**OBJECTIVE:**
Return the line containing "Would you mind marking the gabled" and all lines after it exactly; stop at the end of the material.

--- BEGIN THE DATA ---

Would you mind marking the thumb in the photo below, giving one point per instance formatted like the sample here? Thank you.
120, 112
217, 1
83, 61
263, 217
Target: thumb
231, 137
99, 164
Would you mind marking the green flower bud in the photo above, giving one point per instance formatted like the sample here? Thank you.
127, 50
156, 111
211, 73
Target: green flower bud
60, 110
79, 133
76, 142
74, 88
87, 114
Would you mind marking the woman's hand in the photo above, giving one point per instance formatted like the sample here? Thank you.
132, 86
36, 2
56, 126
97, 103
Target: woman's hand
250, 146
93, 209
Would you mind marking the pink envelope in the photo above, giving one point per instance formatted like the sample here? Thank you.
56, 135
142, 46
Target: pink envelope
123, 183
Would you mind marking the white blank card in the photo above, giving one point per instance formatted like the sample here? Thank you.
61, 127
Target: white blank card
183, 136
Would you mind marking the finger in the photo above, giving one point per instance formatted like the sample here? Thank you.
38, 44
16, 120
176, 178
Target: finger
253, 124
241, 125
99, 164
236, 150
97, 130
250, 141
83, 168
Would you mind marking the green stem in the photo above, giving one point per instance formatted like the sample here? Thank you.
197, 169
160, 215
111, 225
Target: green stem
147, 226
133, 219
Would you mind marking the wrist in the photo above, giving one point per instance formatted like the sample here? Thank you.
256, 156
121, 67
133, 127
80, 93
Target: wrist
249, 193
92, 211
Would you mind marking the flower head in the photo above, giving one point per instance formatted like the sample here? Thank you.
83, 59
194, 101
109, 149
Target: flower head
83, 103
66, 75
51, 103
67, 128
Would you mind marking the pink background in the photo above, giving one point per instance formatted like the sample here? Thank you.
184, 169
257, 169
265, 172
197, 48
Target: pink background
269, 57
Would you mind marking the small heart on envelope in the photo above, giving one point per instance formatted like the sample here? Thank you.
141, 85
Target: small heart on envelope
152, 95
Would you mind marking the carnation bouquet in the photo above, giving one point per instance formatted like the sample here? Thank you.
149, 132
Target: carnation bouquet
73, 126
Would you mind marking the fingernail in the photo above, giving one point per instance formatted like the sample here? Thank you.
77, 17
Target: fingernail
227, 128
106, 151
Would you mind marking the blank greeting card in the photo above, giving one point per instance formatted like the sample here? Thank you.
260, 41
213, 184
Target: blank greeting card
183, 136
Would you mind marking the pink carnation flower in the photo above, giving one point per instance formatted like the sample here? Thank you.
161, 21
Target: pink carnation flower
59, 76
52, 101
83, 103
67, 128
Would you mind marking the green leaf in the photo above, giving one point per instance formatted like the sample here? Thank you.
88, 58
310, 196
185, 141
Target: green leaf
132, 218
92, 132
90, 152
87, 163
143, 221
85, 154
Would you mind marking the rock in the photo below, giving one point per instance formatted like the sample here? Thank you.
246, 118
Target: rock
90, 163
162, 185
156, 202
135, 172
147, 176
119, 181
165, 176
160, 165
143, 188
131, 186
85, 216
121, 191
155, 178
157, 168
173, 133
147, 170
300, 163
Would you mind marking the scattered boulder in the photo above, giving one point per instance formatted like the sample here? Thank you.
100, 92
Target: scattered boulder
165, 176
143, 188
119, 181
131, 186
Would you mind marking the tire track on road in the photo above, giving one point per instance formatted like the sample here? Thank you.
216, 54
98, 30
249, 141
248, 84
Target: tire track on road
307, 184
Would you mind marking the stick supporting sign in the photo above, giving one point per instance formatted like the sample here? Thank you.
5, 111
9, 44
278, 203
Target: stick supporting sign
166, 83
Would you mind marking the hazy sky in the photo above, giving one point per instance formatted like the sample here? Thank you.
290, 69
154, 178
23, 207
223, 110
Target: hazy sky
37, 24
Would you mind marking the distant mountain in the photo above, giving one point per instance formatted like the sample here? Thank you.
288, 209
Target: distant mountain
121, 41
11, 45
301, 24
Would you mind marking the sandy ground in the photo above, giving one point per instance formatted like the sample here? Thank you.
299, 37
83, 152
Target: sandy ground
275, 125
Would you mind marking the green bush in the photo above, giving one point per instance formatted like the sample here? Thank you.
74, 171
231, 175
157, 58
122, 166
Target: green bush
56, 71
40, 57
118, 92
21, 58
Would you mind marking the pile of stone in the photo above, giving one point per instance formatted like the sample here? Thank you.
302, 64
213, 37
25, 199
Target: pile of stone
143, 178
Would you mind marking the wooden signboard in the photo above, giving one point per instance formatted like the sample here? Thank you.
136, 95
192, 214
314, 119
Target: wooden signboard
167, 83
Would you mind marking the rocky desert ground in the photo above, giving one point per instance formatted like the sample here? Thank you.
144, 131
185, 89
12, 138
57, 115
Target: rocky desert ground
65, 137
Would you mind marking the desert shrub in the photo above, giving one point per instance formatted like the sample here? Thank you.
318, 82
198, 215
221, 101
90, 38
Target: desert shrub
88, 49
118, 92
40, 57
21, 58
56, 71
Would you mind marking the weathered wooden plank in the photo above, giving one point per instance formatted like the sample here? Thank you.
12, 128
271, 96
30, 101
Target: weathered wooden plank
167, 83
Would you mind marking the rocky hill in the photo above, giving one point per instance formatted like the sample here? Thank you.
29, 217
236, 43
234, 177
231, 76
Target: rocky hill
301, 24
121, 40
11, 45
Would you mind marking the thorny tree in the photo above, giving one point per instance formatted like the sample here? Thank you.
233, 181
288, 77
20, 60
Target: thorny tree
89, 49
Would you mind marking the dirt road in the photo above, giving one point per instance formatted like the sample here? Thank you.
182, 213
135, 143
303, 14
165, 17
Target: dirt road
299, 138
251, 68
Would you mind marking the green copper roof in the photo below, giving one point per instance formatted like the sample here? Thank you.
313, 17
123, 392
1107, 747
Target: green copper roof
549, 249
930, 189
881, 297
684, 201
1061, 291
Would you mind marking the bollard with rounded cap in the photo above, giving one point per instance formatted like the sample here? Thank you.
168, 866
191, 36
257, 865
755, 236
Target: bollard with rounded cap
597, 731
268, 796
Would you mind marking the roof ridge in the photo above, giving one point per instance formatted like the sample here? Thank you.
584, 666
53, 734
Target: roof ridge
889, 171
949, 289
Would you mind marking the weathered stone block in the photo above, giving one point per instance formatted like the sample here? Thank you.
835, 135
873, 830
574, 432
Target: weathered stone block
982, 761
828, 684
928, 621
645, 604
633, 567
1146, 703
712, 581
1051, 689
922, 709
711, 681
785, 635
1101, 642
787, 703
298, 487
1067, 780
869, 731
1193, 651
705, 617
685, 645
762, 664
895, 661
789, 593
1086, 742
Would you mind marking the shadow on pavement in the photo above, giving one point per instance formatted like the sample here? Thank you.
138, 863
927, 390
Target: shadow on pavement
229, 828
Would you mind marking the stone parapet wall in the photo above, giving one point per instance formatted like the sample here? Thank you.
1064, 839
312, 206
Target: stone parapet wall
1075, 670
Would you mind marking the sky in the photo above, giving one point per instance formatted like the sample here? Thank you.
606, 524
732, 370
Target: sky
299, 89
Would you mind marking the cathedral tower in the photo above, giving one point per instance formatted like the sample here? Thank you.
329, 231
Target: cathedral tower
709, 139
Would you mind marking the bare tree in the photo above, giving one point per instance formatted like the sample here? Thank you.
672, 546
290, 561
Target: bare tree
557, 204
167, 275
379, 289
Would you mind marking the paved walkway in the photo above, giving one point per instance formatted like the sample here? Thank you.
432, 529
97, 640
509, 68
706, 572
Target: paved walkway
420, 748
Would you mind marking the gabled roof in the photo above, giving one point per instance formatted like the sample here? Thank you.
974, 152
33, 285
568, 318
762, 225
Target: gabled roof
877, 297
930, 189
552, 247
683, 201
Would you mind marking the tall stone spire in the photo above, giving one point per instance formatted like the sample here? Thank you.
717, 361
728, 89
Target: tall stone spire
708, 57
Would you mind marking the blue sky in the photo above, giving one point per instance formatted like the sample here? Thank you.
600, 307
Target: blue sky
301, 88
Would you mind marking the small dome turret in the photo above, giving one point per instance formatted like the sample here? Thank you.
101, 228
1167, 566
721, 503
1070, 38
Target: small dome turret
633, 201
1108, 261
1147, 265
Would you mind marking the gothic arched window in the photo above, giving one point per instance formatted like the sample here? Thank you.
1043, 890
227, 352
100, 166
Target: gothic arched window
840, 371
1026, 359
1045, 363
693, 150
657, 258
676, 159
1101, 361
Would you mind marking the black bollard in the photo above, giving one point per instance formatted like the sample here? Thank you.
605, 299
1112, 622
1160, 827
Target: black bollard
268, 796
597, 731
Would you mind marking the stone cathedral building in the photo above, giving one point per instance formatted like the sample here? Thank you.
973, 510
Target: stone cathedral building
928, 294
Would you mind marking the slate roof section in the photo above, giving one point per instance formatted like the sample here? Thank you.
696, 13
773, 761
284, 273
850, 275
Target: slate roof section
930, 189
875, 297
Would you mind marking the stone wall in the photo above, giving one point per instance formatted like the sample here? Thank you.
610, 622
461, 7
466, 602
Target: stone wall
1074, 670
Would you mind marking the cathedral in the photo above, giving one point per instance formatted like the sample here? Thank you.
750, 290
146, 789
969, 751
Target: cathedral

--- END THE DATA ---

**ANSWER TO THIS PROBLEM:**
Would you mind marking the gabled roof in the photo above, giving one point per instance formatted like the sample here? Thank you.
974, 152
33, 285
568, 318
762, 225
Target: gabled roof
877, 297
930, 189
552, 247
683, 201
Would you mind marking the tall stone spire in the photo above, giving one point per instance formatted like the sample here? Thank you.
717, 361
728, 89
Target: tall stone spire
708, 57
Would you mind marking the blue sky in the photo above, giving one point per instance formatted like the sample here? Thank you.
600, 307
Target: blue sky
301, 88
Would you mind marking the small dome turret in the photo above, giving one point per instance formatted like the sample here? Thank you.
101, 228
1167, 566
721, 503
1070, 38
Target: small dome turret
633, 201
1108, 261
1147, 265
Would you mind marking the gothic arched window in the photo above, giving one point per instance formatted like the sample here? Thank you.
1043, 890
227, 352
100, 166
Target: gothic arched window
840, 371
1026, 359
1045, 363
693, 150
657, 258
676, 159
1101, 361
Would you mind marking the black bollard in the photo above, giving one point per instance formatted like the sample here? Thank you.
605, 299
1112, 622
1160, 827
Target: black bollard
268, 796
597, 731
Would you mind marking the stone cathedral building in the photo above, giving one point per instance formatted like the sample here? Thank you.
973, 510
Target: stone cathedral building
928, 294
Would you mind marking the slate roof section in the photo above, giving one point per instance formatted like the sample here? Thank you.
696, 13
773, 761
284, 273
850, 275
Target: slate roof section
930, 189
875, 297
Would you mind marking the stone wall in the photo above, giving one point per instance formatted like the sample here? Thank you.
610, 622
461, 7
466, 602
Target: stone wall
1074, 670
Would you mind marking the cathedral in the photo above, giving one point per instance formatted like the sample here? Thank you.
750, 290
146, 789
969, 751
Target: cathedral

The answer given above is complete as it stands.